Dans l’espace, l’énergie est une denrée rare. Puisqu’il n’existe pas de moyen de faire le plein de son engin et que les panneaux solaires ont une capacité limitée, l’énergie utilisée pour chaque mouvement compte. Pour minimiser sa consommation, la lubrification de ces mécanismes est alors optimisée. Seulement, dans le vide spatial, les matériaux utilisés à cette fin n’ont pas le même comportement que sur Terre. Un lubrifiant insuffisamment maîtrisé sous air et sous vide peut même faire échouer toute une mission. « Dans les années 80, des satellites ont été lancés dans l’espace sans jamais n’avoir pu déployer leurs panneaux solaires car le lubrifiant n’avait pas supporté l’enchaînement des tests en salle blanche sur Terre, puis les vibrations du lancement et enfin les conditions de l’espace. Ces satellites se sont alors avérés inutilisables ! », explique Aurélien Saulot, professeur des universités au LaMCoS.
Le MoS2 est le lubrifiant de référence dans le domaine. Également appelé « bisulfure de molybdène », ce matériau (poudre ou dépôt mince) utilisé comme « troisième corps » solide, n’est en réalité pas le plus fiable qui soit. « Le MoS2 perd significativement ses propriétés lubrifiantes en présence d’humidité. Cette dernière est difficile à contrôler par exemple lors des phases d’assemblage et d'essais en salle blanche. Nous avons donc cherché à synthétiser un troisième corps plus stable quel que soit l’environnement (air humide, ultra-vide..) : une solution avec un coefficient de frottement maîtrisé et stable, pour minimiser la consommation d’énergie des mécanismes spatiaux et ainsi accroître leur durée de vie », ajoute le chercheur.

**CONSIGNES**
(a) D'après l'extrait sur la lubrification dans l'espace, quel matériau est le lubrifiant de référence dans le domaine ?
(b) Recopiez un passage de l'extrait sur la lubrification dans l'espace : commencez aux mots « Le MoS2 est » et arrêtez-vous après « ajoute le chercheur. ».
(c) Poursuivez l'extrait sur la lubrification dans l'espace à la suite de sa dernière phrase.

**ENTRÉES**

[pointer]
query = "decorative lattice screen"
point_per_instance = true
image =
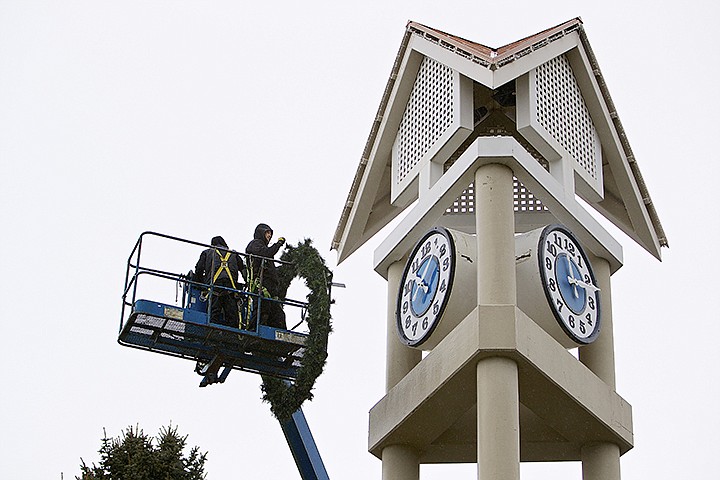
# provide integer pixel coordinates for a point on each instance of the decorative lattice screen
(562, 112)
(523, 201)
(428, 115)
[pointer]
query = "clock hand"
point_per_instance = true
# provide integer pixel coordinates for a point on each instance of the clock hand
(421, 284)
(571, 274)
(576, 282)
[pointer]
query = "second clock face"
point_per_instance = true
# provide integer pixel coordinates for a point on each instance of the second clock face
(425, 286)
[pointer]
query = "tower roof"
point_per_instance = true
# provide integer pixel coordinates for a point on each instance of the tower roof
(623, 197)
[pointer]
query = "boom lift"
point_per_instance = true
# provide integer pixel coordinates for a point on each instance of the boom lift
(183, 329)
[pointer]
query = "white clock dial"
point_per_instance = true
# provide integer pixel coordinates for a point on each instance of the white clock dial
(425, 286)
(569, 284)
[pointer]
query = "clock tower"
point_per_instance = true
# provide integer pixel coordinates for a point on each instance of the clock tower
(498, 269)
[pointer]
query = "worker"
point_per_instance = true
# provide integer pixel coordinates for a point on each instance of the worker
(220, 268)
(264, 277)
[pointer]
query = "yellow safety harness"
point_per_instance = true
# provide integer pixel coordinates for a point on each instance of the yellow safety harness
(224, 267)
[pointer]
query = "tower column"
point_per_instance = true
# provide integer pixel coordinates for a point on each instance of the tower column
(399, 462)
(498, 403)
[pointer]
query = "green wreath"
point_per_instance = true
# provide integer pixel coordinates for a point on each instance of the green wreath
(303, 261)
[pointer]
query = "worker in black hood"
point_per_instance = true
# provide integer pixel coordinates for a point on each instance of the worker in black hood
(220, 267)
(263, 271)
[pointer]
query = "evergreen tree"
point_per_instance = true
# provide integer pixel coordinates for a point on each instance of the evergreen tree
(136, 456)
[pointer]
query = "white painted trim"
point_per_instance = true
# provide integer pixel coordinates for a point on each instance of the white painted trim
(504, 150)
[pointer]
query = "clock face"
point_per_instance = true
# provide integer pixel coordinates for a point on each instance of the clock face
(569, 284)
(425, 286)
==
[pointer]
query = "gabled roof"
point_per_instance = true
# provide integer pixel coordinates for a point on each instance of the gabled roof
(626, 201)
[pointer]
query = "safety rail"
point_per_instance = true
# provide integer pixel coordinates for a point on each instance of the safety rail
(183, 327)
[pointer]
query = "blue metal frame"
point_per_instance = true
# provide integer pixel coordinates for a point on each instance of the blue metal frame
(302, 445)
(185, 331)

**RÉPONSES PAR CONSIGNE**
(a) Le MoS2, également appelé bisulfure de molybdène.

(b)
Le MoS2 est le lubrifiant de référence dans le domaine. Également appelé « bisulfure de molybdène », ce matériau (poudre ou dépôt mince) utilisé comme « troisième corps » solide, n’est en réalité pas le plus fiable qui soit. « Le MoS2 perd significativement ses propriétés lubrifiantes en présence d’humidité. Cette dernière est difficile à contrôler par exemple lors des phases d’assemblage et d'essais en salle blanche. Nous avons donc cherché à synthétiser un troisième corps plus stable quel que soit l’environnement (air humide, ultra-vide..) : une solution avec un coefficient de frottement maîtrisé et stable, pour minimiser la consommation d’énergie des mécanismes spatiaux et ainsi accroître leur durée de vie », ajoute le chercheur.

(c)
Alors comment améliorer les propriétés de ce bisulfure pour qu’il résiste aux conditions extrêmes du vide spatial ? Les chercheurs, réunis sur le projet, ont parié sur le dopage du MoS2 par un additif métallique inédit au vu de ses propriétés tribologiques. « Tous les matériaux qui avaient été testés avaient de bons résultats soit sous air, soit sous vide. Nous avons misé sur le dopage du MoS2 par du tantale (Ta) dont le comportement s’est avéré particulièrement homogène dans les deux conditions. » Déposé en couches successives sur une épaisseur micrométrique et grâce à un procédé en phase vapeur (PVD), les chercheurs trouvent la composition et la microstructure optimale. Le premier prototype, testé sur des mécanismes réels, a déjà montré son efficacité pendant toutes les phases d’utilisation. Les résultats ont d’ailleurs été publiés dans la revue internationale Advanced Functional Materials et fait l’objet d’un dépôt de brevet.
Avant d’être véritablement utilisé dans l’espace, le nouveau lubrifiant devra passer encore quelques tests, pour s’assurer de son comportement en conditions réelles. L’équipe s’attachera à trouver un « optimum », notamment grâce au tribomètre « Pedeba » du LaMCoS, un appareil capable de recréer des conditions spatiales, depuis le campus de la Doua. « Ce nouveau lubrifiant, déposé grâce à nos collègues du LIST au Luxembourg, sera testé et caractérisé à l’échelle élémentaire au LaMCoS et au Femto-ST puis sur des composants standards tels que des roulements à billes au CNES en France. Ces derniers sont souvent utilisés, par exemple sur les antennes de pointage de communication de satellites qui sont en perpétuel mouvement, et ont besoin d’une durée de vie très longue. Ça sera donc un bon indicateur d’efficience tribologique. »
Il faudra donc encore quelques années avant de voir les mécanismes spatiaux équipés de ce nouveau lubrifiant révolutionnaire. L’aventure continue pour les chercheurs du LaMCoS, du CNES, du LIST, de l’Institut FEMTO-ST et de l’Université de Toronto, toujours en lien étroit. « Le tissu collaboratif est capital dans la conquête spatiale et pour la partie tribologique, le LaMCoS peut apporter sa pierre à l’édifice », conclut Aurélien Saulot.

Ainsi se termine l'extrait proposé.